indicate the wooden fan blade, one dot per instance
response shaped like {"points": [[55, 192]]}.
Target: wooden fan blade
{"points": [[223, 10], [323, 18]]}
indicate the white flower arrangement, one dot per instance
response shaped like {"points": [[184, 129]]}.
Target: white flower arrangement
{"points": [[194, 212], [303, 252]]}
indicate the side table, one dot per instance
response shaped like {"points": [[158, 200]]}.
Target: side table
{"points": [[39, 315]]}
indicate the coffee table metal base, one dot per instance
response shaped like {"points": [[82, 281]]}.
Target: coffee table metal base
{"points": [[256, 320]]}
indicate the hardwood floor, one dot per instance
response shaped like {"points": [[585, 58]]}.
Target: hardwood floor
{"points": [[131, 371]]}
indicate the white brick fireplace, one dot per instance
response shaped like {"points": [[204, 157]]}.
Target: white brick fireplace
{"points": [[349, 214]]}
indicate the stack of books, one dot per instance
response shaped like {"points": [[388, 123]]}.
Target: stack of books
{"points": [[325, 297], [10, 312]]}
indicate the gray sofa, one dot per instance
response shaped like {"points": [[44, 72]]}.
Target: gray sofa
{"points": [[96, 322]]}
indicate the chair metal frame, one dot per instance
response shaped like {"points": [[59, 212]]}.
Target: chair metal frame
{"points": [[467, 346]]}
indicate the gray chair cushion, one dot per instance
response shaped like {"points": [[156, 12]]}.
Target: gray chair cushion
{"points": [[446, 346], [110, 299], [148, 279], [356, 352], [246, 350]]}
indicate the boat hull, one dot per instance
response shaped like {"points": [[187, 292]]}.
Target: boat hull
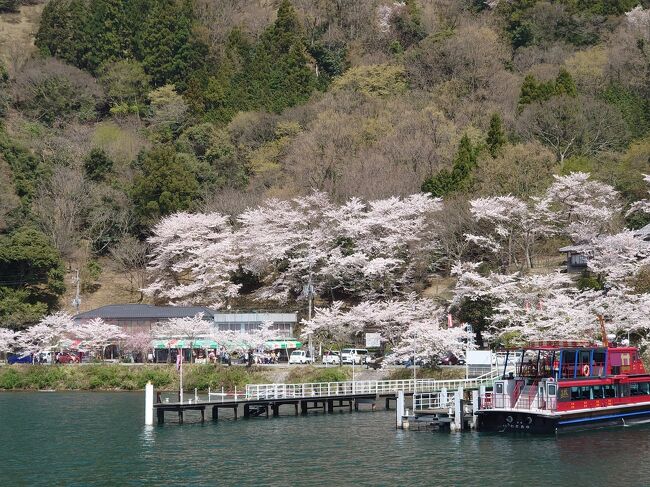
{"points": [[513, 421]]}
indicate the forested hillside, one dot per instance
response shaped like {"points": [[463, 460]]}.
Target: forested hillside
{"points": [[129, 111]]}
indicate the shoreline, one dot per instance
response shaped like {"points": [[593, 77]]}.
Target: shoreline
{"points": [[117, 377]]}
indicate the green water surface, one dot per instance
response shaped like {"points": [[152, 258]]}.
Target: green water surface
{"points": [[83, 439]]}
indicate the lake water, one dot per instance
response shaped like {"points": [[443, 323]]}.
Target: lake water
{"points": [[99, 439]]}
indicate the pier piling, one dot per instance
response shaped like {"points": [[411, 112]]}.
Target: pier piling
{"points": [[148, 404]]}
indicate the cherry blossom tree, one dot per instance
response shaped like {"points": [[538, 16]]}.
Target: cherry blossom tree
{"points": [[429, 338], [7, 340], [511, 226], [642, 205], [47, 333], [551, 306], [639, 18], [581, 208], [192, 260], [380, 244], [618, 257], [283, 243], [390, 318]]}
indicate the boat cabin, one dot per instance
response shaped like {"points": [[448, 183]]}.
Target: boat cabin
{"points": [[568, 375]]}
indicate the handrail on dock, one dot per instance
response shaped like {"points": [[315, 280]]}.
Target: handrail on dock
{"points": [[378, 387]]}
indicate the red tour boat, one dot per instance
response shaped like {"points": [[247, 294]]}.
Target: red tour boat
{"points": [[563, 385]]}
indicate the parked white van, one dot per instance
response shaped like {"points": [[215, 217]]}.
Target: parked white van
{"points": [[300, 357], [354, 355]]}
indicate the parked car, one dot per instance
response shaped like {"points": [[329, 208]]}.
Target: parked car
{"points": [[67, 358], [499, 358], [14, 358], [354, 355], [332, 358], [45, 357], [420, 362], [451, 359], [374, 362], [300, 357]]}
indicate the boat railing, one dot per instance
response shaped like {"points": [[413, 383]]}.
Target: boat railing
{"points": [[433, 400]]}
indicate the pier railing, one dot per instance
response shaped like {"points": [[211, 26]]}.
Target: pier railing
{"points": [[378, 387], [433, 400], [281, 391]]}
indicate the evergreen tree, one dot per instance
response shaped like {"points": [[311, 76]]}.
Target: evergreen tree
{"points": [[464, 164], [440, 185], [564, 84], [106, 30], [31, 277], [165, 185], [460, 178], [62, 31], [279, 75], [496, 137], [171, 51], [97, 165]]}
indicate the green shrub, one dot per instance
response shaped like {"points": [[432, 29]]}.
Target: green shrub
{"points": [[315, 374], [10, 378]]}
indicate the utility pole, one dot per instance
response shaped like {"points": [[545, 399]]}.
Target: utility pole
{"points": [[76, 302]]}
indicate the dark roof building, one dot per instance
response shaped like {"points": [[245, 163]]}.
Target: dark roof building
{"points": [[141, 317]]}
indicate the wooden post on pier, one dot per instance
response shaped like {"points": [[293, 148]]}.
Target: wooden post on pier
{"points": [[458, 409], [400, 408], [148, 404], [475, 398]]}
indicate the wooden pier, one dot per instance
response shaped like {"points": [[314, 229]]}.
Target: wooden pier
{"points": [[264, 407], [267, 399]]}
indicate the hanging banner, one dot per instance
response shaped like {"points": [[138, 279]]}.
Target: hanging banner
{"points": [[373, 340]]}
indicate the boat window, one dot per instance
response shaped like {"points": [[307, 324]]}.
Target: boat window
{"points": [[575, 393], [568, 362], [615, 359], [598, 392]]}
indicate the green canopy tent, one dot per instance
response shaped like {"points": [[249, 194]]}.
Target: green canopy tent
{"points": [[282, 343], [204, 344]]}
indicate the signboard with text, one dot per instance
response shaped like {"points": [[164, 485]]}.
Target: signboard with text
{"points": [[373, 340]]}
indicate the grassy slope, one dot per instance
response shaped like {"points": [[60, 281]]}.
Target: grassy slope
{"points": [[164, 377], [17, 32]]}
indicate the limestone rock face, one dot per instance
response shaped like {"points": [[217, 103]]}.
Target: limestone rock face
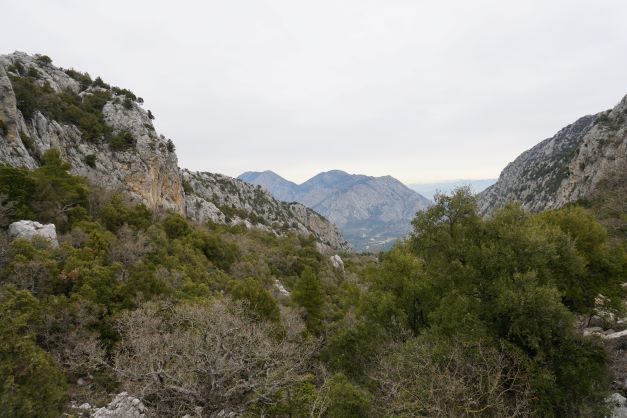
{"points": [[223, 199], [122, 406], [148, 171], [30, 229], [566, 167], [337, 262], [145, 167]]}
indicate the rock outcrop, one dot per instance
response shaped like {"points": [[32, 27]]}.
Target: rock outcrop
{"points": [[122, 406], [108, 138], [566, 167], [147, 171], [371, 212], [31, 229], [223, 199]]}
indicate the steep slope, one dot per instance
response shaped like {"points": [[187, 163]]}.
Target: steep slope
{"points": [[144, 166], [281, 189], [567, 167], [372, 212], [430, 189], [108, 138], [223, 199]]}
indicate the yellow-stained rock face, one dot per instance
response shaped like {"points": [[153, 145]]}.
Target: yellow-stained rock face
{"points": [[147, 170], [132, 158]]}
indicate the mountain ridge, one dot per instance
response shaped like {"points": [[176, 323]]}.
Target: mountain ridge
{"points": [[567, 167], [109, 139], [371, 211]]}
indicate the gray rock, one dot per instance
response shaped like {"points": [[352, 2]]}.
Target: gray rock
{"points": [[371, 212], [122, 406], [30, 229], [148, 172], [566, 167], [337, 262], [223, 199]]}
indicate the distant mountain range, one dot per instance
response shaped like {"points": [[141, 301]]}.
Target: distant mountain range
{"points": [[371, 212], [585, 159], [430, 189]]}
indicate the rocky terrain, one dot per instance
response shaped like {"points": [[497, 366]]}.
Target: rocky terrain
{"points": [[429, 190], [567, 167], [371, 212], [223, 199], [108, 137]]}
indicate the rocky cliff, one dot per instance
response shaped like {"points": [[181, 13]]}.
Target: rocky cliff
{"points": [[108, 137], [567, 167], [371, 212], [52, 98], [223, 199]]}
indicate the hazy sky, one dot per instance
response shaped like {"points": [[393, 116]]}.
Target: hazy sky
{"points": [[420, 90]]}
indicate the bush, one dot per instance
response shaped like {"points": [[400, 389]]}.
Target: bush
{"points": [[258, 301], [31, 384], [347, 400], [44, 59]]}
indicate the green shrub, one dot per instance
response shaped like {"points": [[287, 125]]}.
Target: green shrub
{"points": [[31, 384], [347, 400], [123, 141], [44, 59], [259, 301]]}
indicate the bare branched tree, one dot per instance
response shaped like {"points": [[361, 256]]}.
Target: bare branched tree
{"points": [[455, 379], [180, 358]]}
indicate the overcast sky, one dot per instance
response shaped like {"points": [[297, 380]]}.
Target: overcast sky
{"points": [[420, 90]]}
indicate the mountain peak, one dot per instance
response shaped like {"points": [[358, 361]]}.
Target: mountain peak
{"points": [[372, 212]]}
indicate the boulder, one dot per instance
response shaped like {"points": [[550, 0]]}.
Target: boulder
{"points": [[122, 406], [280, 288], [337, 262], [30, 229]]}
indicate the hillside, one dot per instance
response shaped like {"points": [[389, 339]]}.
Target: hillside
{"points": [[108, 138], [132, 288], [371, 212], [447, 187], [570, 166]]}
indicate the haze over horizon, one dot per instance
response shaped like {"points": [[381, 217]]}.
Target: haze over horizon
{"points": [[421, 92]]}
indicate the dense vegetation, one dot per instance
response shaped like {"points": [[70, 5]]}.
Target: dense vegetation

Task instructions: Repeat exactly the lines above, starting with the line that contains "Target: haze over horizon" and ending with the last line, both included, and nothing else.

Response below:
Target: haze over horizon
{"points": [[421, 92]]}
indicate the dense vegetation, one dot per instance
response shaped like {"points": [[70, 5]]}.
Target: dense vegetation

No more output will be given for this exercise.